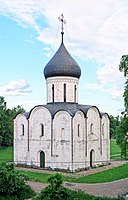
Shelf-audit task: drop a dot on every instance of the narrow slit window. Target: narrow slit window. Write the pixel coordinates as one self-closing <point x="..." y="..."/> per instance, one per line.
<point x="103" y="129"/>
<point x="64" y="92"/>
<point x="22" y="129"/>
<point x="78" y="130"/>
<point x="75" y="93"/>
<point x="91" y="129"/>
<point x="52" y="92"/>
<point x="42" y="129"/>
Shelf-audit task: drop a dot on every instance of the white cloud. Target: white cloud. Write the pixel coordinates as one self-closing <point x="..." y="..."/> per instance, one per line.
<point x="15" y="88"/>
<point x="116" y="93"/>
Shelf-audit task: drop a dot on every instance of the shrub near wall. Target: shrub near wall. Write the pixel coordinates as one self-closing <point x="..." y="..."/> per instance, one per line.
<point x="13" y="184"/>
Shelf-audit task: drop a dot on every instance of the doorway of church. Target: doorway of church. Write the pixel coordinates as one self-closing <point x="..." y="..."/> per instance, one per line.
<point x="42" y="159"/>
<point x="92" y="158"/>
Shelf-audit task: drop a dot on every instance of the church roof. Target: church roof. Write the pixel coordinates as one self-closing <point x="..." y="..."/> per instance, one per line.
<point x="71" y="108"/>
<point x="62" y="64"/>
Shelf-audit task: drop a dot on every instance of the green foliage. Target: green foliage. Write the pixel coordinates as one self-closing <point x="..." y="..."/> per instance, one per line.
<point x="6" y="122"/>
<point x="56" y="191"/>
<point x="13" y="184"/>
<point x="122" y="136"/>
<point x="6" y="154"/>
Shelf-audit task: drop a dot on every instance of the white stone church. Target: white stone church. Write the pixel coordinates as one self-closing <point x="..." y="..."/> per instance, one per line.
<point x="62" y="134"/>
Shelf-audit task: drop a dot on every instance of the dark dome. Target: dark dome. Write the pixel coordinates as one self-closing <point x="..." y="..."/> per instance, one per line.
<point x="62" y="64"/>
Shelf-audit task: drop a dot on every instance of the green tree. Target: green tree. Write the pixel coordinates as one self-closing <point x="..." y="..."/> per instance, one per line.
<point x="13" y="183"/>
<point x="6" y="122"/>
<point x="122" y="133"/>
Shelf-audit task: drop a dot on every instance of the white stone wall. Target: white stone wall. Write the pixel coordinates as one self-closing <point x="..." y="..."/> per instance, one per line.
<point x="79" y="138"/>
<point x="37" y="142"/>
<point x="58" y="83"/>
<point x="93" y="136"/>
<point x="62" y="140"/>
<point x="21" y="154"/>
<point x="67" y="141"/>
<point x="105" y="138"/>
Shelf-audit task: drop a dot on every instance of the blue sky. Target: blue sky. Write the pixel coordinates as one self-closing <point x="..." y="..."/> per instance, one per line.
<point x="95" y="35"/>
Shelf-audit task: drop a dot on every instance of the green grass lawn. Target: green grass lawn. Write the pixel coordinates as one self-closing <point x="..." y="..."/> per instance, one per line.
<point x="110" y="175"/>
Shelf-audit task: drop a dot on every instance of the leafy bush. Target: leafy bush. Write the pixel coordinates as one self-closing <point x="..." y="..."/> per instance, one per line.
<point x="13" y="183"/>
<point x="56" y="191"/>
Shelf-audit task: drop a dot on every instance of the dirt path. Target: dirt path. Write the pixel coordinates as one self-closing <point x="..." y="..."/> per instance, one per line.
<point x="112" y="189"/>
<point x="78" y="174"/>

■ ■ ■ ■ ■ ■ ■

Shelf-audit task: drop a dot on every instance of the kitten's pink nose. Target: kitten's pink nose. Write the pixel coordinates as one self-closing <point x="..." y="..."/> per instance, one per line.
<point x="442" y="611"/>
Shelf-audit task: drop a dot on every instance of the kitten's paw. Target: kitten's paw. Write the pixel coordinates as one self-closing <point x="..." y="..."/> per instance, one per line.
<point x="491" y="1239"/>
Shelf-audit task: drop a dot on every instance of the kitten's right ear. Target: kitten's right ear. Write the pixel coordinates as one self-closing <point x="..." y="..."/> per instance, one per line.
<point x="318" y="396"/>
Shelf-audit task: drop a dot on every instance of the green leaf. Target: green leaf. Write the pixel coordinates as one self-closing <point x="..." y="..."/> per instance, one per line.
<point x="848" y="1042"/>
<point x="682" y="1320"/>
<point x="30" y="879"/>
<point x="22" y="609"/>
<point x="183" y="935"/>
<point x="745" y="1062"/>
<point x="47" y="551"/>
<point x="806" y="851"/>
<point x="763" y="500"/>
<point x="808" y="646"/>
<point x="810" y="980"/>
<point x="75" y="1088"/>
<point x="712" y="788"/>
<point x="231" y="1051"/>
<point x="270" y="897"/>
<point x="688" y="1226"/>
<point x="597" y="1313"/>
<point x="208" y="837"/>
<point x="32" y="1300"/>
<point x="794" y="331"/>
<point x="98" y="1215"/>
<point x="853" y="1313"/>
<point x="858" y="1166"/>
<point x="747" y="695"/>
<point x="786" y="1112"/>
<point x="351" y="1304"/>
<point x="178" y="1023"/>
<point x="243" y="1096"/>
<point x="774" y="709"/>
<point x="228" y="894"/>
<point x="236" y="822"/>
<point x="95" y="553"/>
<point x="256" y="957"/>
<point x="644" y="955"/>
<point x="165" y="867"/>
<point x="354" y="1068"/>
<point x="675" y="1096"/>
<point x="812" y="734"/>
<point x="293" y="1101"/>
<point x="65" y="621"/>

■ ■ ■ ■ ■ ■ ■

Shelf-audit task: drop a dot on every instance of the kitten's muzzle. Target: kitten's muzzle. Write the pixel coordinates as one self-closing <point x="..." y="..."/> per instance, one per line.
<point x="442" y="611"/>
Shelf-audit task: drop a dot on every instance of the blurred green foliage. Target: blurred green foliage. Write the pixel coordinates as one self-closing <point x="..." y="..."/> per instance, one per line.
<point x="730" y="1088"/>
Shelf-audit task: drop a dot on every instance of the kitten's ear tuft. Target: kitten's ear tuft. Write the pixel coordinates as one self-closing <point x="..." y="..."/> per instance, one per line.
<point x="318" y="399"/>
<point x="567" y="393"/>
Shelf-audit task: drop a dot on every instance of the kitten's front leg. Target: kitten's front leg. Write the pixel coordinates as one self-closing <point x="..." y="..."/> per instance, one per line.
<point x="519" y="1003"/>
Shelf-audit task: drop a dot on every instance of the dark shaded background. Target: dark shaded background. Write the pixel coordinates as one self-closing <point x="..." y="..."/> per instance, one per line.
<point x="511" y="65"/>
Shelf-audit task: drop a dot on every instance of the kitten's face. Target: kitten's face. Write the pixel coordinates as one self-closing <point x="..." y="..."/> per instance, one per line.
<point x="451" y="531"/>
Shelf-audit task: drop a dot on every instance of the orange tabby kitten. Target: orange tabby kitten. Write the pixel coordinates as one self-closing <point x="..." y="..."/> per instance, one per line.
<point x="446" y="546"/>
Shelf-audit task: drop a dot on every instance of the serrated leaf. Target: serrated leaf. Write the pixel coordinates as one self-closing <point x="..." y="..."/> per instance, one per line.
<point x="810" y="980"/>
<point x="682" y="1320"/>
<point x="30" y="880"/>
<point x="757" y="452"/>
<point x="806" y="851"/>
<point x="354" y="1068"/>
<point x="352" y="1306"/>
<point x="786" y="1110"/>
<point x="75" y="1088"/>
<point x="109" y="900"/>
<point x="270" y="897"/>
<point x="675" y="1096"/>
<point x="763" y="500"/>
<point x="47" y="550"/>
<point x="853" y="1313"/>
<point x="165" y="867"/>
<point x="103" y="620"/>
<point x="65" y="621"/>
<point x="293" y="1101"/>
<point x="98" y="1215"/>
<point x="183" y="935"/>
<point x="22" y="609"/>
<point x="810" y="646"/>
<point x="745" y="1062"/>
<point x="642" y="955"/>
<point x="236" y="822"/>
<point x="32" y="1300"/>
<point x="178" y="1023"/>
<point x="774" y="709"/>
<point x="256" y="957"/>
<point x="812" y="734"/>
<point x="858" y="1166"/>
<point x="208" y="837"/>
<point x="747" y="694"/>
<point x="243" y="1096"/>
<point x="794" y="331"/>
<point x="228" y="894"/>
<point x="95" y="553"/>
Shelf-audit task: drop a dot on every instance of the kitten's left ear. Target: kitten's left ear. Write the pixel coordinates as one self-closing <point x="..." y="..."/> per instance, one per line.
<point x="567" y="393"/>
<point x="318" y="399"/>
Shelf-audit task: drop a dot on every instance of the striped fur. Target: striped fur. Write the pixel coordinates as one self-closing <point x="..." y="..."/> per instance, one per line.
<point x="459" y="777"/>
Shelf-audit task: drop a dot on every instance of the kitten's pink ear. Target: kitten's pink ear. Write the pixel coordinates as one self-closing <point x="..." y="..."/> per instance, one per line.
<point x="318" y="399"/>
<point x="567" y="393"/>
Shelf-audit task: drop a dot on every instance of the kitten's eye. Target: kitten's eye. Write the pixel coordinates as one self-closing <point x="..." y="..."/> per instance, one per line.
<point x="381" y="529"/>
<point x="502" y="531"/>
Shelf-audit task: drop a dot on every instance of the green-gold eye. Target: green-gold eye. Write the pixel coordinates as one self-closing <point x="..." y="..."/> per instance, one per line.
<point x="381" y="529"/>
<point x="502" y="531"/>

■ ■ ■ ■ ■ ■ ■

Request: Return every line of the material above that contains the string "church". Case counts.

Correct answer:
Shelf-audit task: drop a dot on every instance of the doorway of church. Target: doorway of church. Write the pixel coordinates as one self-closing <point x="..." y="..."/> per instance, one per line.
Shelf-audit task: drop a dot on every instance of the church roof. Target: church roof. Write the pixel coordinates as one self-closing <point x="..." y="..."/> per instance, one per line.
Shelf-audit task: drop a dot on every instance of the white stone church. Target: white stone church. Write the pixel coordinates as one self-closing <point x="..." y="..."/> per instance, one per line.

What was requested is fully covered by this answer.